FTA・EPAの締結が、ASEAN貿易を加速させた。中国の縫製工場が、ASEAN各地へ進出したことによって、ASEAN工場の生産性が向上し、製品品質が改善した。
ダウンストリームにおいては、2000年代後半に日本に続々と進出した外資のファストファッションが代表するような低価格大量生産と、ニッチなニーズを捉えた高価格品や少量生産のデザイン性の高い製品の二極化が進んだ。
エコロジー、素材のオーガニックや製品のサステイナブルが注目されるようになり、SDGsの観点から製造や製品を見直す動きが生まれた。

◇2020年代
店舗での購買に制限が設けられた中で、ECを主な販売先としていたD2Cが急成長するとの予測もあったが、D2Cの販売拡大は限定的であった。
直貿や繊維商社を通じた調達網を持ち、在庫も抱えて販売してきた店舗型の従来アパレルは、在庫の販売と調達力の底力でECの売り上げ規模を引き上げてきた。
主な生産地の中国の縫製工場が軒並み停止すると、小規模事業者が多く、規模や調達力に限りがあるD2Cは、安価やトレンドを重視していたために、在庫量や調達に限界があったようだ。
ファッションアパレル業界が低迷している中で、百貨店やアパレル小売り及びEC市場など、販売方法の多様化によって消費者の利便性は飛躍的に向上した。
低収益に喘いでいたアパレルや繊維業界は、輸入ビジネスの5重苦を抱えるようになった。

繊維貿易に追従してきたアパレル国際物流

◇1970年代
日本の物流業界の国際化が進み、本格的に組織化されていった。
繊維産業が集積する西日本が紡績輸出の先頭を走るため、神戸港が輸出港として発展する
世界規模のコンテナリゼーションによって、コンテナ海上輸送が本格化していった。

◇1980年代
高度成長による消費市場の拡大を受け、輸出一辺倒であった繊維貿易は、繊維製品を輸入する輸出入バランスの転換期を迎えた。
繊維貿易を行う商社に追随し、物流会社が台湾や韓国などの東アジアへ進出を始めた。
日本において、フレイトフォワーダーやNVOCCの概念が形成され始めた。

◇1990年代
加工貿易が制度化され、日中双方の減免税制度が確立し始めた。アパレル貿易は、通称「暫八」と呼ばれる日本の加工再輸入減免税制度を活用した。
中国においても、来料加工や進料加工などの加工貿易制度が確立し、中国において繊維貿易公司や縫製工場が、減免税制度を利用した。

◇2000年代
加工貿易が制度化され、日中双方の減免税制度が確立し始めた。

課題一覧:
1. 次の(a)〜(c)は本文の内容と合っていますか。それぞれ「はい」か「いいえ」で答え、判断の根拠となる本文の語句をそのまま引用してください。
(a) 2020年代、D2Cの販売は大きく拡大した。
(b) 1970年代、神戸港が輸出港として発展した。
(c) 1980年代、物流会社は東南アジアへ進出を始めた。
2. 本文について、次の問いに答えてください。
(a) アパレル貿易が活用した日本の加工再輸入減免税制度は、通称何と呼ばれていますか。
(b) 1980年代、日本で概念が形成され始めたものは何ですか。
(c) 低収益に喘いでいたアパレルや繊維業界が抱えるようになったものは何ですか。
3. 本文の「低収益に喘いでいたアパレルや」から「入バランスの転換期を迎えた。」までをすべて、一字一句変えずに出力してください。

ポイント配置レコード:
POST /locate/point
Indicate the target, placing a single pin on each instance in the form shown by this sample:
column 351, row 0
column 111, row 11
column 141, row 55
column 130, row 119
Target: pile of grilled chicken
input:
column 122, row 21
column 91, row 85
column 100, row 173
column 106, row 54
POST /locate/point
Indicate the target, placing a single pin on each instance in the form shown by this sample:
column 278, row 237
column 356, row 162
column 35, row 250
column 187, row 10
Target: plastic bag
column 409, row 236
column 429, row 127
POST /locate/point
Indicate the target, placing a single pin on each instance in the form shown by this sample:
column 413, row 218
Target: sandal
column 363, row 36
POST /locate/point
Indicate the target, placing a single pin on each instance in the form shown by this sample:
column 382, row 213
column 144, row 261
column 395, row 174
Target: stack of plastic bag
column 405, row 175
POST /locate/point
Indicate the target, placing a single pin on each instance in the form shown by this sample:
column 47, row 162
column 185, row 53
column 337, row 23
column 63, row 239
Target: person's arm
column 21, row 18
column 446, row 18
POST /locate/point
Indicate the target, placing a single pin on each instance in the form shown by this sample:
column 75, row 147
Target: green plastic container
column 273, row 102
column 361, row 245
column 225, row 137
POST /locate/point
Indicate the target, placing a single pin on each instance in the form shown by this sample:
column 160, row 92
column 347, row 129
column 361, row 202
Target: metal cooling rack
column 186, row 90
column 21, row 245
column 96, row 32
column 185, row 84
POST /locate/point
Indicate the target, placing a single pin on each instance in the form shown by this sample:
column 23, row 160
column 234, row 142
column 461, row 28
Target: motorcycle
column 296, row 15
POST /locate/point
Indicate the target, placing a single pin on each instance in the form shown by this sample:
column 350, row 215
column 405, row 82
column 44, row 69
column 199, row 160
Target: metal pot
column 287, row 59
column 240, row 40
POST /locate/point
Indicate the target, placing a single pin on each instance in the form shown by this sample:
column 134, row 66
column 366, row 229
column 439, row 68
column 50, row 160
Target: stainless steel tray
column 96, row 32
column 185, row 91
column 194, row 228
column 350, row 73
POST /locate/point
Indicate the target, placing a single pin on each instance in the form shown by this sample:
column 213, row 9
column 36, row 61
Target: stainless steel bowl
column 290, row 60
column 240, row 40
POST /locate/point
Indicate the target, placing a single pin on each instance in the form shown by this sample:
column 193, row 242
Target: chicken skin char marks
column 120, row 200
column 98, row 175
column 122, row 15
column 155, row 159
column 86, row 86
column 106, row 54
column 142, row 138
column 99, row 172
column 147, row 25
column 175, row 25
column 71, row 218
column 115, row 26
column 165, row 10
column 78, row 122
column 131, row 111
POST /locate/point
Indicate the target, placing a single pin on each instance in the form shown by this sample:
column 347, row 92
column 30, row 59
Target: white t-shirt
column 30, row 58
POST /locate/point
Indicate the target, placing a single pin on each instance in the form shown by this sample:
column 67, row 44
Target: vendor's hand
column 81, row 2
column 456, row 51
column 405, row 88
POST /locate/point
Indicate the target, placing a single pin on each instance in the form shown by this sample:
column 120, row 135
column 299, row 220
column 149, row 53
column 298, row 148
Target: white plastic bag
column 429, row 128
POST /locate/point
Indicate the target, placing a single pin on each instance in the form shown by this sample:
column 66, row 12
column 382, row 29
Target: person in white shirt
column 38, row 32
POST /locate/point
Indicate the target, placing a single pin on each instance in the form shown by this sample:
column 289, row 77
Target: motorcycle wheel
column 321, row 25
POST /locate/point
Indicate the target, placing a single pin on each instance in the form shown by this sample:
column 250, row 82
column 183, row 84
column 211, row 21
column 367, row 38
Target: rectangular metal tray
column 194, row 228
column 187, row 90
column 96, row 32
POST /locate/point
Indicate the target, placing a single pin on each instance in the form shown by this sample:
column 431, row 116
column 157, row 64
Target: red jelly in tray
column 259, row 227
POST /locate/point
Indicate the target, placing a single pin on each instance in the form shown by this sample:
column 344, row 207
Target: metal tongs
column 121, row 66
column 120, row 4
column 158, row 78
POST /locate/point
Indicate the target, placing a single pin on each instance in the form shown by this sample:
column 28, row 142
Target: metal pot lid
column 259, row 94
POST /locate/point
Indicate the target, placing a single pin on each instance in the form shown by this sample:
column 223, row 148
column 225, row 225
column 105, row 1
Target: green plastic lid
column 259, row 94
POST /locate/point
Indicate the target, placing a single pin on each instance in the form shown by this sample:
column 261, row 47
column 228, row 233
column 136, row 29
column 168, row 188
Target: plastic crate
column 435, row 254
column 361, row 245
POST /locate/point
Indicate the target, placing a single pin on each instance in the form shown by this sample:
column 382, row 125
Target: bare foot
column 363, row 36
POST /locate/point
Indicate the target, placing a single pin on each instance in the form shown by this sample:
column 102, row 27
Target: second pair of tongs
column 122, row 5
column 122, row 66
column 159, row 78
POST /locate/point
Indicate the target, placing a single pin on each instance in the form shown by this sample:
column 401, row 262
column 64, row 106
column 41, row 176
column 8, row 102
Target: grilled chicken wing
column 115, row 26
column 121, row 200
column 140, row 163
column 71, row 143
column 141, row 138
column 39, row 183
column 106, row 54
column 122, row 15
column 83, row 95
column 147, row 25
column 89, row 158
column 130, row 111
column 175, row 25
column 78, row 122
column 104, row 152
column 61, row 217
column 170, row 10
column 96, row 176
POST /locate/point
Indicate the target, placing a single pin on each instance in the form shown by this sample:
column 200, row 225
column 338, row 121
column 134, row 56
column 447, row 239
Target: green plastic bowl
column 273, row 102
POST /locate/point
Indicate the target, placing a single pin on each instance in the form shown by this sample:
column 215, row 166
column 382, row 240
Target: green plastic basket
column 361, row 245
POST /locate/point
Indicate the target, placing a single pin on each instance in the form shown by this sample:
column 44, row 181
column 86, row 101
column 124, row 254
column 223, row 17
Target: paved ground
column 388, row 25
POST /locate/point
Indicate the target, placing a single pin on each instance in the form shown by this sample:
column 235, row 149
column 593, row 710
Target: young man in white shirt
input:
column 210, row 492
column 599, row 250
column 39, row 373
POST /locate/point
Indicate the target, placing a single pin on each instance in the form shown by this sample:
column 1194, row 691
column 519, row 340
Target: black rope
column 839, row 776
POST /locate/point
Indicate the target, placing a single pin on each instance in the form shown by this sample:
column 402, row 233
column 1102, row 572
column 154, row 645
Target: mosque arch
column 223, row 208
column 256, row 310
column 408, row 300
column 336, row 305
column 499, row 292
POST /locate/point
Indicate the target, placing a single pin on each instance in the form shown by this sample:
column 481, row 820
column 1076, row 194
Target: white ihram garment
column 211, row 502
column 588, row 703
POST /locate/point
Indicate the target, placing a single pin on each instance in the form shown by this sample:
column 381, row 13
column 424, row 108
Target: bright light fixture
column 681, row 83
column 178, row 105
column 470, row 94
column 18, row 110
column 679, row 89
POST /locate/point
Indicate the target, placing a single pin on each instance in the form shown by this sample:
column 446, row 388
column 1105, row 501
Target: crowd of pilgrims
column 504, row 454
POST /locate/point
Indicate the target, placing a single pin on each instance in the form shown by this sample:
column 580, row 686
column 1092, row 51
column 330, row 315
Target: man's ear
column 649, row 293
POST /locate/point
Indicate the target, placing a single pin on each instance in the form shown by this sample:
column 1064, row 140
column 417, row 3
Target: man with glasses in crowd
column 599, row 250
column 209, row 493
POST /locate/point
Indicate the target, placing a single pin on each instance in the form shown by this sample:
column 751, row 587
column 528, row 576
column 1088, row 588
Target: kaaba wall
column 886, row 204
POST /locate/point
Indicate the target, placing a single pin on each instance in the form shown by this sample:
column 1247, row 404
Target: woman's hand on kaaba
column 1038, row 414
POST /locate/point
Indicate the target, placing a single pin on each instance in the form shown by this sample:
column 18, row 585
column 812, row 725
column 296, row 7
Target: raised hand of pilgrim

問題の解答:
1.
(a) いいえ。「D2Cの販売拡大は限定的であった」
(b) はい。「神戸港が輸出港として発展する」
(c) いいえ。「物流会社が台湾や韓国などの東アジアへ進出を始めた」

2.
(a) 「暫八」
(b) フレイトフォワーダーやNVOCC
(c) 輸入ビジネスの5重苦

3.
低収益に喘いでいたアパレルや繊維業界は、輸入ビジネスの5重苦を抱えるようになった。

繊維貿易に追従してきたアパレル国際物流

◇1970年代
日本の物流業界の国際化が進み、本格的に組織化されていった。
繊維産業が集積する西日本が紡績輸出の先頭を走るため、神戸港が輸出港として発展する
世界規模のコンテナリゼーションによって、コンテナ海上輸送が本格化していった。

◇1980年代
高度成長による消費市場の拡大を受け、輸出一辺倒であった繊維貿易は、繊維製品を輸入する輸出入バランスの転換期を迎えた。